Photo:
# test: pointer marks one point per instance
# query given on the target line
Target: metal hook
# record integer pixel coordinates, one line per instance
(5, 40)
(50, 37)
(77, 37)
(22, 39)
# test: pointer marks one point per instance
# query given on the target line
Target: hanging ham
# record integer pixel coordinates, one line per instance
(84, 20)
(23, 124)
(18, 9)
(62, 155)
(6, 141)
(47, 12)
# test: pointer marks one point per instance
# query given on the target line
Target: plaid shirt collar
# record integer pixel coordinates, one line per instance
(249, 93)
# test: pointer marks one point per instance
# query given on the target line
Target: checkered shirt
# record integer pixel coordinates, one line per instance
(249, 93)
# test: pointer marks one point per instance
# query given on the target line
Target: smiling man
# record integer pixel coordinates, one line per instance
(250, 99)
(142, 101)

━━━━

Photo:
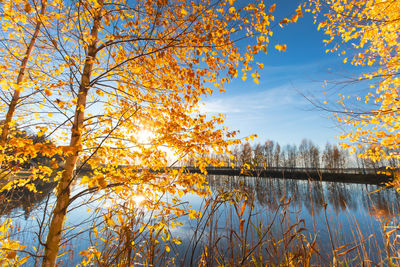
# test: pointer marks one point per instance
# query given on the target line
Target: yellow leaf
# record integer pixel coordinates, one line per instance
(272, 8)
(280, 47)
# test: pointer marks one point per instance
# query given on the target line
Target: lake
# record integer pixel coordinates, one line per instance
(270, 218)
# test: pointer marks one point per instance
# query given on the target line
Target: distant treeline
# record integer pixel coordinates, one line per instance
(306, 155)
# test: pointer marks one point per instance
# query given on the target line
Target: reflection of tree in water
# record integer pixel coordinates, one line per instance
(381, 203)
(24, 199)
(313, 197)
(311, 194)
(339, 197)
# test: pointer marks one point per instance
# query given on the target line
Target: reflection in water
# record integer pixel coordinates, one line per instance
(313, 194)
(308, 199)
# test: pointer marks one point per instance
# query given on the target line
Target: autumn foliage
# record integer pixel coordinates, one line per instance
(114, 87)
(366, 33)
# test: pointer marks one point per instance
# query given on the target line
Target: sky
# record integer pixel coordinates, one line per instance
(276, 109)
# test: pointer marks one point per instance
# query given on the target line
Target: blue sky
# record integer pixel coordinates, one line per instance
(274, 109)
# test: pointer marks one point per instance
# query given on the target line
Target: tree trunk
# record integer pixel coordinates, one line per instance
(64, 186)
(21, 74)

━━━━

§ **Directive**
Locate each line in the listing above that contains the word "reflection" and copy those lines out. Case counts when matching.

§ **Worked solution**
Target: reflection of tree in water
Target: reflection in water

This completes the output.